START Data to process

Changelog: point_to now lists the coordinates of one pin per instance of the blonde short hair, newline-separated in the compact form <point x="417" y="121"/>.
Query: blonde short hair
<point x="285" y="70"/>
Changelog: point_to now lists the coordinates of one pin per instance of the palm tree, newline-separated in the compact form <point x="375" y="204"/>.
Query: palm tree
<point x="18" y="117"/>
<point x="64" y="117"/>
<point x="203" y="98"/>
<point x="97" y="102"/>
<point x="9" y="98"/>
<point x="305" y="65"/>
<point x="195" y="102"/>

END Data to process

• What this task involves:
From the line with "Query: blonde short hair" to the final line of the entries above, return every line exactly as written.

• Exercise solution:
Query: blonde short hair
<point x="285" y="70"/>
Changelog: point_to now lists the coordinates of one pin per instance of the palm tree, newline-separated in the compact form <point x="375" y="204"/>.
Query: palm tree
<point x="18" y="117"/>
<point x="64" y="117"/>
<point x="203" y="98"/>
<point x="97" y="102"/>
<point x="9" y="98"/>
<point x="305" y="65"/>
<point x="195" y="102"/>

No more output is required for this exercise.